- _Assigned task_:
Present the following entries again, word for word and in full.
···
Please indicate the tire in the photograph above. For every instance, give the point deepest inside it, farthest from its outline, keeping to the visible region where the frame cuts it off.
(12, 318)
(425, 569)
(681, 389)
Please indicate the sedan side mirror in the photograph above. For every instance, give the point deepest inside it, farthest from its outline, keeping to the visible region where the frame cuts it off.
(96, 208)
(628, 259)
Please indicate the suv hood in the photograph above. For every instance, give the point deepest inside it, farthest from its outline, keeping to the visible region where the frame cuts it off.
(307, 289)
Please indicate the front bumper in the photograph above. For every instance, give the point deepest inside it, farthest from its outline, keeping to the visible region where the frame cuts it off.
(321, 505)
···
- _Exercise output_:
Please indicate the tire in the photograph above. For every instance, give the point deepest inside it, farthest from its outline, keeping to the visible region where the frame cuts it off.
(12, 318)
(425, 569)
(681, 389)
Please indicate the sedan side mirror in the photograph above. For every instance, give the point deepest inside it, farthest from its outline, keeping to the visible region where the frame cuts it off.
(96, 208)
(628, 259)
Please indicate the suv hood in the photograph above. For every instance, give the point deepest inside it, farthest from its outline, keeping to the visible region where the frame cuts it off.
(307, 289)
Please indicate the front bumper in the photograph above. For every instance, give the point deepest inside it, farthest from its outline, keeping to the visible region where the frame cuts it off.
(321, 505)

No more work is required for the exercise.